[JOB 1]:
According to the IndieGoGo article, what actions can an entrepreneur with a product idea take on the platform? List each one.
[JOB 2]:
Transcribe the stretch of the IndieGoGo article from "How IndieGoGo is" through "innovation is funded.".
[JOB 3]:
Decide whether each statement agrees with the IndieGoGo article. Answer yes or no, and quote the words of the article that settle it.
(a) Customers back products by essentially pre-purchasing them.
(b) In the traditional model, true demand is discovered before the product is launched.
(c) Under the IndieGoGo model, products that do not generate enough demand still receive investment.

[SOURCE TEXT]:

* * * * * * * * *

IndieGoGo: Supply and Demand -> Demand and Supply

How IndieGoGo is redefining the interaction between supply and demand to revolutionize the way that ideas are funded

IndieGoGo is a crowdfunding platform that connects entrepreneurs with product ideas to their would-be customers. An entrepreneur with a product idea can start a campaign on IndieGoGo to introduce the product and explain the development and funding needs. The other side of the platform, customers, can review campaigns and “back” the products they are interested in by essentially pre-purchasing the product as a way to fund its development. Essentially, IndieGoGo is leveraging crowds to change how innovation is funded.

What kind of changes does this model produce?

  • Supply and Demand: the IndieGoGo model reverses the traditional dynamics of supply and demand. Typically, a company will consider its own competencies and use a collection of assumptions to supply a product, and true demand (actual willingness to purchase) is only discovered once the product has been launched. IndieGoGo allows demand to dictate what is supplied, and products that do not generate enough demand are not invested in.

* * * * * * * * *

(Part of a data file)
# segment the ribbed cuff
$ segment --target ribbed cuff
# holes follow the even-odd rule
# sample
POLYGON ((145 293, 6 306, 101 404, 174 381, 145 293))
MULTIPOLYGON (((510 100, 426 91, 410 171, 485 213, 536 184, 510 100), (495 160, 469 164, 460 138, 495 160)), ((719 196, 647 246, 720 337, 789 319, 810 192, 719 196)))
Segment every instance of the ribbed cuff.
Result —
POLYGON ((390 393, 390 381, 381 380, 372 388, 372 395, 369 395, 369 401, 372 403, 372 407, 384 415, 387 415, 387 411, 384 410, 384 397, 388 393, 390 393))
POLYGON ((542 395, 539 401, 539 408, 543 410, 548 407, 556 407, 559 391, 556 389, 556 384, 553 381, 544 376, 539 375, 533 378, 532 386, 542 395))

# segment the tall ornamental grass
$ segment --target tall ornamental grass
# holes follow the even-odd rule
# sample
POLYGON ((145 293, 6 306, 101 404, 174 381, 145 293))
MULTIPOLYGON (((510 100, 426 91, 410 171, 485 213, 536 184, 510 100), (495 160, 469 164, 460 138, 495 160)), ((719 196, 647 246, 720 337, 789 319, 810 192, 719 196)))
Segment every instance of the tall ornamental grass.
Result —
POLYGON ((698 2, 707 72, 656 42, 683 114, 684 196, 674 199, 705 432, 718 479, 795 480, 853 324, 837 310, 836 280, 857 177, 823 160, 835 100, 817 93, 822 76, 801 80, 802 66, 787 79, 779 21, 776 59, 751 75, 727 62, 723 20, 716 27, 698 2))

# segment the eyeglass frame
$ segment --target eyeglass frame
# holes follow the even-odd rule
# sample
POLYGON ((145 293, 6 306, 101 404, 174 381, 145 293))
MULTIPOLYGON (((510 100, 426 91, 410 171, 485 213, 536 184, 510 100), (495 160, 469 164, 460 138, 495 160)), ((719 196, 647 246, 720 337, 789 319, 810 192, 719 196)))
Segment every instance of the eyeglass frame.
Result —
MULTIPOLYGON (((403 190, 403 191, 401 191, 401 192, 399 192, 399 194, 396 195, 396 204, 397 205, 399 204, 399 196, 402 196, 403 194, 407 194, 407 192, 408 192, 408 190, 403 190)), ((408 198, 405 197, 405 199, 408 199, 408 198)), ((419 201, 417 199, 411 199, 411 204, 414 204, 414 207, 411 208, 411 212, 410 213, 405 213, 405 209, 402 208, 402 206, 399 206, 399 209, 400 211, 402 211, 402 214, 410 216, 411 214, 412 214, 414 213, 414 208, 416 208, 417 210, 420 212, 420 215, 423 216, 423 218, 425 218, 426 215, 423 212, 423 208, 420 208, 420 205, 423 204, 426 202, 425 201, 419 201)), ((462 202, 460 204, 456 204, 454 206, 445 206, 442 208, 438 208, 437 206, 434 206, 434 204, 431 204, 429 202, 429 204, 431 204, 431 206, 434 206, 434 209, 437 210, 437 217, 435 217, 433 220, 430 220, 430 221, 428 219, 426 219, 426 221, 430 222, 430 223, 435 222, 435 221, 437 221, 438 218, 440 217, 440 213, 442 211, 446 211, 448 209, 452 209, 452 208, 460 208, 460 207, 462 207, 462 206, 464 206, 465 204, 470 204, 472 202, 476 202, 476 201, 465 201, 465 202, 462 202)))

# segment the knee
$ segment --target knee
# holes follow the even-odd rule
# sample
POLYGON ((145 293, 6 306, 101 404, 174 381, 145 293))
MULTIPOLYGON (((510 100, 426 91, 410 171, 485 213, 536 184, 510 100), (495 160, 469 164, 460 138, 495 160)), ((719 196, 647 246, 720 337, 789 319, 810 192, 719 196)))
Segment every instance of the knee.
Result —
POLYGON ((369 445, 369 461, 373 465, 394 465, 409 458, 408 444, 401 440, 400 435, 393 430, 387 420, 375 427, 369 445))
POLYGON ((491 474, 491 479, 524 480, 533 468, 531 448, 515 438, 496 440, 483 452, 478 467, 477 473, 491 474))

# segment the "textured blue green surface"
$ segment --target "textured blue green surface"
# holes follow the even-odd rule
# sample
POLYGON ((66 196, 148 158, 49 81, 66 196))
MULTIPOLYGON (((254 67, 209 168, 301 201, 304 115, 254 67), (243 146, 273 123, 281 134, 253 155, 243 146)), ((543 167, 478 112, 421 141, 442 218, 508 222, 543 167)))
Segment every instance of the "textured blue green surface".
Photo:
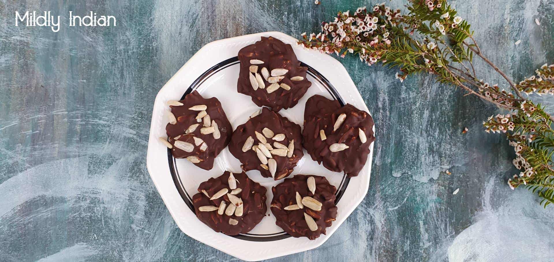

* * * * * * * * *

[FINISHED ANSWER 1]:
- Start a campaign on IndieGoGo
- Introduce the product
- Explain the development and funding needs

[FINISHED ANSWER 2]:
How IndieGoGo is redefining the interaction between supply and demand to revolutionize the way that ideas are funded

IndieGoGo is a crowdfunding platform that connects entrepreneurs with product ideas to their would-be customers. An entrepreneur with a product idea can start a campaign on IndieGoGo to introduce the product and explain the development and funding needs. The other side of the platform, customers, can review campaigns and “back” the products they are interested in by essentially pre-purchasing the product as a way to fund its development. Essentially, IndieGoGo is leveraging crowds to change how innovation is funded.

[FINISHED ANSWER 3]:
(a) Yes: "“back” the products they are interested in by essentially pre-purchasing the product as a way to fund its development"
(b) No: "true demand (actual willingness to purchase) is only discovered once the product has been launched"
(c) No: "products that do not generate enough demand are not invested in"